-- DOCUMENT EXCERPT follows --

Why use an ontology?
The Ontogenesis KBlog is all about using ontologies within biology, medicine and health from “what is an ontology?” to the finer detail of various representation problems and aplication use. However, we should also address the basic issue of “why use an ontology?” as the means of addressing the representational needs of bio-, medical and health data. In this Kblog I present a simple motivation and requirements that have led us to use ontologies and then enter into a short discussion of whether ontology is the one thing that can anser these requirements.
Bio-health Informatics Group
School of Computer Science
University of Manchester
There was discussion in the Ontology-summit and at semanticweb.com about elevator pitches about why to use ontologies and this Kblog is my version of that, but ends up being a bit more than an elevator pitch. The “pitch” at semanticweb.com falls into the trap of saying that “[an ontology] helps the computer understand things like a human”; I think this is too fanciful and we can be much more prosaic about the needs for using ontologies. Over the years I’ve been refining my “pitch” for why some mechanism for how we talk about things is needed and then why ontology is an answer to this need.
An elevator pitch is supposed to grab the attention and get the point across succinctly: “You need to know what you’re talking about!” – is my pitch for ontologies. They’re supposed to last between 30 seconds and 3 minutes (a tall building one supposes), so my short version above is really quite short, but I can expand a little.
So, here goes:
We have a data item:
Even if we assume base ten, this number is fairly useless; we (either human or computer) have no clue what this number is about.
If we add more information we obviously know more:
given that we know that this is an SI unit of length (which we may want extra information to actually know – or our computer will need it), we can know that 27 mm is a measurement of length; we don’t know, however, of what entity it is a measurement.
So, this is the obvious next step:
Tail of 27 millimetres
and so on; we now know we have a tail of 27 mm, but a tail of what? So we add “mouse” into the mix and say that the “tail” is part of that “mouse”. Obviously, we can carry on for a time, looking at mouse strain, growing conditions, etc. etc., but I’m sure you get the point. We have to describe our entities, and agree on the deescriptions of the entities, for us (and our computers) to make use of our expensively data.
We now know enough about this number 27 to make some use of it. The need is, therefore, to create such descriptions of the entities about which we have data and the relationships between those entities. Those descriptions need to be such that the entities they describe can be recognised to belong to those categories and those entities and their descriptions need to be held in common by those using the data. All through this pitch, we’ve implicitly been talking about understanding by humans; we need the computer to be able to manipluate and reason with these symbols too (though I shy away from the computer “understanding”).
That’s basically it; we need to know what it is we’re talking about and defining entities in a field of interest is what an ontology does. That’s where the elevator pitch ends. All the rest is talking about whether an ontology does the job as specified.
Of course, scientists usually record such metadata (and more) about their data. The trouble comes with interpreting and sharing that metadata. Most explanations for the need for ontology lead with the notions of heterogeneity and polysemmy that are rife in most areas of human endeavour, but this is really just another layer of need. It’s still really the need to know about what it is we’re talking – different words for the same thing and the same words for different things just muddies the water more. The base problem is recognising to which categories objects the entities about which we have data.

-- DOCUMENT EXCERPT concluded --

EXERCISE OBJECTIVE
List the fields in which, according to the piece on why to use an ontology, the Ontogenesis KBlog covers the use of ontologies.

-- ENTRIES PROVIDED follows --

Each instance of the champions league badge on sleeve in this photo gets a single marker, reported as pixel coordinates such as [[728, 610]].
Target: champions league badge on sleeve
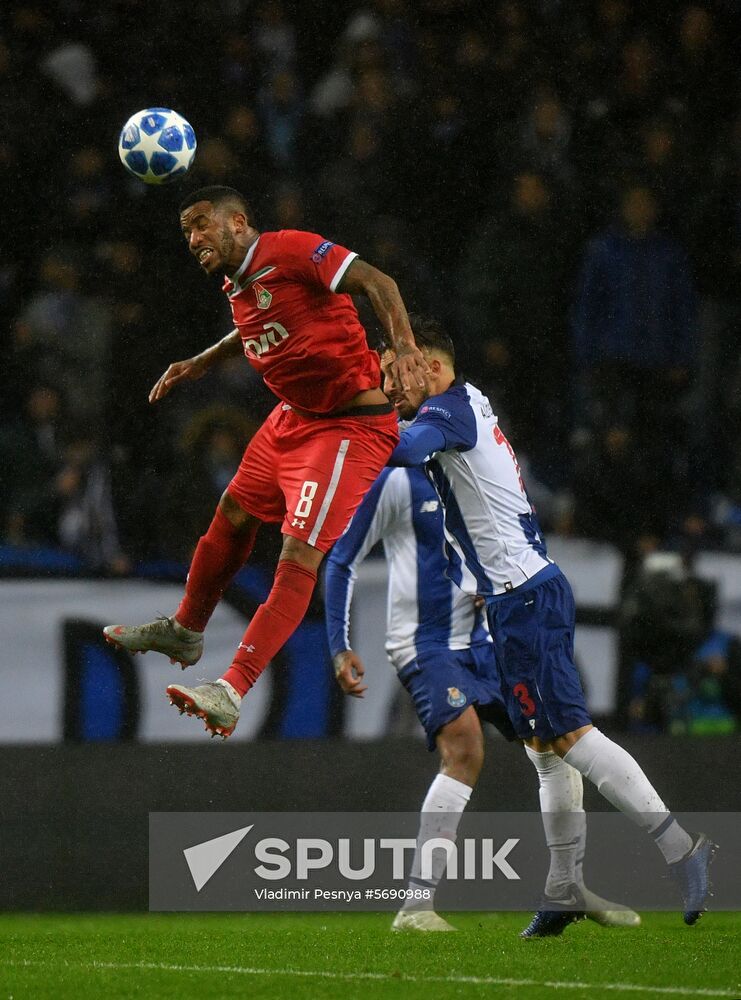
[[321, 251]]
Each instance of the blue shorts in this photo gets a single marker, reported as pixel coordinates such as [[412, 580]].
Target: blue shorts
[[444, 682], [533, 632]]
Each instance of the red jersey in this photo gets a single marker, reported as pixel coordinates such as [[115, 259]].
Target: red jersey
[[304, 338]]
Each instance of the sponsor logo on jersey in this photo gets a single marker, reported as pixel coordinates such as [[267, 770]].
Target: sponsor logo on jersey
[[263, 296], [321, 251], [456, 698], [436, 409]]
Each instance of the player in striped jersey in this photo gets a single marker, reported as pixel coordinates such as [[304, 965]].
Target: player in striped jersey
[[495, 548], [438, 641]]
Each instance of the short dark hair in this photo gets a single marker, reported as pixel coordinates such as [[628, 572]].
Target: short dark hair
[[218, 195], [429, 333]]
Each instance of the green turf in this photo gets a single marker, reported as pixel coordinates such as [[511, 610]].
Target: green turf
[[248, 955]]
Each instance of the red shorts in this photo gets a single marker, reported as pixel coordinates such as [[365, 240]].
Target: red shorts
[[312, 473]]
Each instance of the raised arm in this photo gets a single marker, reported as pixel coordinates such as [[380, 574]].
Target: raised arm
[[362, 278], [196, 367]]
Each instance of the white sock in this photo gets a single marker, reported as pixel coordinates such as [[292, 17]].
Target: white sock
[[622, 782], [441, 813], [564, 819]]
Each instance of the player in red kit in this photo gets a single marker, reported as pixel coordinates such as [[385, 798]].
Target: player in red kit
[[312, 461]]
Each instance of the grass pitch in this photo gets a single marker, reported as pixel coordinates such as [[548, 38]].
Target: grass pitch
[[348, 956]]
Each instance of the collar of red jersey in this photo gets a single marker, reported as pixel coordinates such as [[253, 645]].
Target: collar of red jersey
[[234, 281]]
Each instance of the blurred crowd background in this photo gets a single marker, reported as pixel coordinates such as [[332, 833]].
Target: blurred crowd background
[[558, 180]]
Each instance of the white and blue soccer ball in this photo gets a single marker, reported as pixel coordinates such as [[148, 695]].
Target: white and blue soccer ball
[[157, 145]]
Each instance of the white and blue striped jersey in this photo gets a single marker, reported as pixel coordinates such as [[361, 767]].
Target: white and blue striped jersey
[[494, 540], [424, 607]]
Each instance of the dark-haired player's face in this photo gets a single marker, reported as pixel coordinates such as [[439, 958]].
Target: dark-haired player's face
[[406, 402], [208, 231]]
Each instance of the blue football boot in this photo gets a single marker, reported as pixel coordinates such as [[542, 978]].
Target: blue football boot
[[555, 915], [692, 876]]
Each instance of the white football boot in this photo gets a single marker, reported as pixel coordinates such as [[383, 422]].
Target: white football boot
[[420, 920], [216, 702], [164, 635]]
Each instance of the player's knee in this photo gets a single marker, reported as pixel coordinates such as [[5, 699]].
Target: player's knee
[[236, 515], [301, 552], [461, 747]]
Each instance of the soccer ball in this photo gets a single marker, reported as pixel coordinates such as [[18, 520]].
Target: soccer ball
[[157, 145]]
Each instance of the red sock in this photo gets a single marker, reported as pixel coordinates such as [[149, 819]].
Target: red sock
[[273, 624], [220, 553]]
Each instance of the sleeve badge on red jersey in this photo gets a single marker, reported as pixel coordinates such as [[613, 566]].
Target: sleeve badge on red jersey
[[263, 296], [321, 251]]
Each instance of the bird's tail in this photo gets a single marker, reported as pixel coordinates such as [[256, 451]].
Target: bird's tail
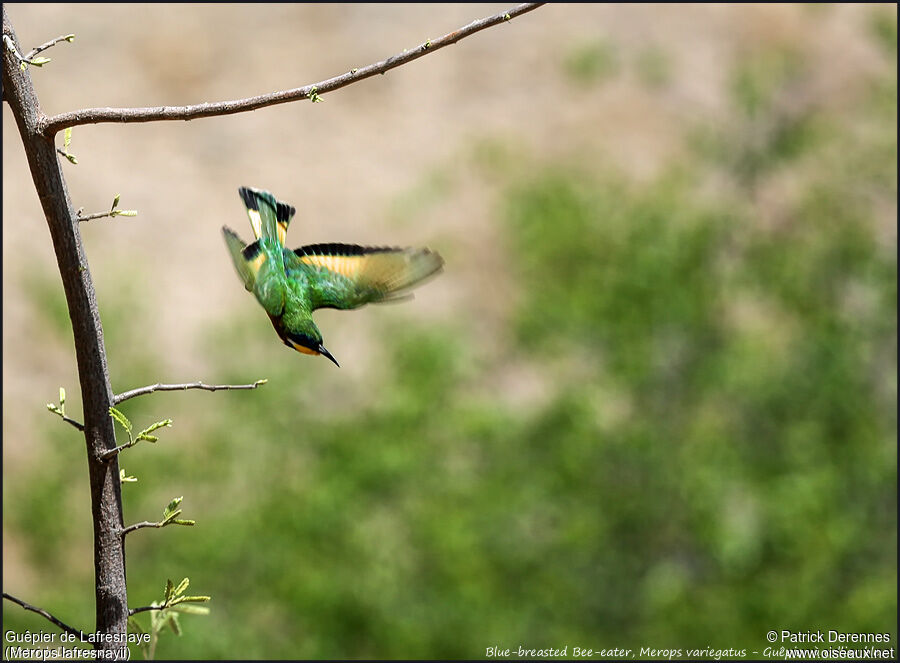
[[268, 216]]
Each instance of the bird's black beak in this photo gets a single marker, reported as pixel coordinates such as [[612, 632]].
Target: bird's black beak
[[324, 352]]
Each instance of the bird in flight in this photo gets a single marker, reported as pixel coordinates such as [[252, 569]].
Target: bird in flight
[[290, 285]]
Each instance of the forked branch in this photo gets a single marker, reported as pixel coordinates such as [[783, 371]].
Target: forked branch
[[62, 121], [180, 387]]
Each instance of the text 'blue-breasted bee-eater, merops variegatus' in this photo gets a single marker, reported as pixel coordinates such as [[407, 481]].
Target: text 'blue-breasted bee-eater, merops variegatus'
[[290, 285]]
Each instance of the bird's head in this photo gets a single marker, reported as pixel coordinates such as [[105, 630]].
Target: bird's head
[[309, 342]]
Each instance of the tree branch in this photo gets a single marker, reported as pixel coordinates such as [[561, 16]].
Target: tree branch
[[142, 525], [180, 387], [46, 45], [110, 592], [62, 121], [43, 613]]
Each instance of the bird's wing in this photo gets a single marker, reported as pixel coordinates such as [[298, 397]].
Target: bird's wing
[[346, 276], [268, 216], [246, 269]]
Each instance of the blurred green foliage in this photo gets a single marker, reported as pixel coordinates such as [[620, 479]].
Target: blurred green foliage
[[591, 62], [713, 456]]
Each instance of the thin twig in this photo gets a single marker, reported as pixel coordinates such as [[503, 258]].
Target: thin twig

-- ENTRIES PROVIDED concluded --

SOLVED PROBLEM
Biology, medicine and health.